= Beginning of Section =
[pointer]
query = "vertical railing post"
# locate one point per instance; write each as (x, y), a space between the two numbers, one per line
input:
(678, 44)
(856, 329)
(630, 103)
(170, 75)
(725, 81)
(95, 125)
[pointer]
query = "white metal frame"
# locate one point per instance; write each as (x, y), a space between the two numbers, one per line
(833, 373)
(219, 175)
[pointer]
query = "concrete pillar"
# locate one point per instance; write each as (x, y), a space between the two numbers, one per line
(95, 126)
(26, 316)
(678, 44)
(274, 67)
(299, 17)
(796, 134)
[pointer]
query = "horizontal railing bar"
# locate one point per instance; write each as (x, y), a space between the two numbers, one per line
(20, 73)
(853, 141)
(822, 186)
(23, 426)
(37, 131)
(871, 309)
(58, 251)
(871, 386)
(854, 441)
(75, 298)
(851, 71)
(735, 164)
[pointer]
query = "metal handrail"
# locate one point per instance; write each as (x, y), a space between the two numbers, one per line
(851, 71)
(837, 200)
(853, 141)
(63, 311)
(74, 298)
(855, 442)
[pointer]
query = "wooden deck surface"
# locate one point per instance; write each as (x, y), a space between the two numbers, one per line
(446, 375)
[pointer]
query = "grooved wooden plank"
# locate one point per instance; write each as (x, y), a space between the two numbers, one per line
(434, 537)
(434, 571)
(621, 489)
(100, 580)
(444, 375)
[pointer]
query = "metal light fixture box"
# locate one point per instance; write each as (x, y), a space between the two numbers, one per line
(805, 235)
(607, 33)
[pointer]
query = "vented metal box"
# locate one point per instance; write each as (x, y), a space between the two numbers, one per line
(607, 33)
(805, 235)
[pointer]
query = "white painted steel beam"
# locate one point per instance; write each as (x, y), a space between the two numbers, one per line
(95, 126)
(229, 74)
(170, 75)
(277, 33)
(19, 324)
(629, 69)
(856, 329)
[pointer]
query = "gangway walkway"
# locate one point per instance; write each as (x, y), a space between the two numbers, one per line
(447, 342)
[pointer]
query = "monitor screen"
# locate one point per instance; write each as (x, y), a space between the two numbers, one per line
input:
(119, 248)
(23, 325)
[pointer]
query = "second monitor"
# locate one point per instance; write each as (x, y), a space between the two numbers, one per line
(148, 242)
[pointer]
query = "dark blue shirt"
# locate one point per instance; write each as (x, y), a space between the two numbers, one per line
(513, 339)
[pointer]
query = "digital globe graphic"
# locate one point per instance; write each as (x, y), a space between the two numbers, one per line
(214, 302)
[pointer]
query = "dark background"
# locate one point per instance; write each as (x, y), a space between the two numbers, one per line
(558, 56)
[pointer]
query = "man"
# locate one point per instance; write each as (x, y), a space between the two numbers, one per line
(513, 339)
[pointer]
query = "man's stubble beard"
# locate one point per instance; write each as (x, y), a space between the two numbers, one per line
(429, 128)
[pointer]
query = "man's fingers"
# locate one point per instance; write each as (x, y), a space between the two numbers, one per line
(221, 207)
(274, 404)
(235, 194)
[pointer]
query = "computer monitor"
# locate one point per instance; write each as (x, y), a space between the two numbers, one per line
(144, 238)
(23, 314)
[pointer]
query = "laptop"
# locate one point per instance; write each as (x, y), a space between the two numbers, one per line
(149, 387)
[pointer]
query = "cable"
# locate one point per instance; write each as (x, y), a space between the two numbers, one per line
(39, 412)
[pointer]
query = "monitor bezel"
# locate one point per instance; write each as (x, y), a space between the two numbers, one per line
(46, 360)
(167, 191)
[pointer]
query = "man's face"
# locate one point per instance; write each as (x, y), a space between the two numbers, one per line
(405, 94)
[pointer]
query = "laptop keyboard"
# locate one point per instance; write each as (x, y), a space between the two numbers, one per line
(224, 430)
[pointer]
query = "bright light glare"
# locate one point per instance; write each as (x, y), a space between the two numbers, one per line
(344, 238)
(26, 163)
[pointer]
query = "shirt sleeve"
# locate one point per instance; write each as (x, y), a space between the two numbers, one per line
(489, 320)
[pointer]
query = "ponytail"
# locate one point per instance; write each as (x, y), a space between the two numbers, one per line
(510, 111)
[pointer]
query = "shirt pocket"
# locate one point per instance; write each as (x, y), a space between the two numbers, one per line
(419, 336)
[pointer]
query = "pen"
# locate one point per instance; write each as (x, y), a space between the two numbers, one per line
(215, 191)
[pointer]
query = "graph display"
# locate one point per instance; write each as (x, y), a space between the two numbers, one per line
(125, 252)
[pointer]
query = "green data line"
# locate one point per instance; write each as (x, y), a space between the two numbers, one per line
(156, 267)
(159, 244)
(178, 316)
= End of Section =
> _PROBLEM TO WORK ON_
Every line that holds the word "wooden" should be copied from the records above.

> _OUTPUT FOR THIS TASK_
query = "wooden deck surface"
query = "grooved wooden plank"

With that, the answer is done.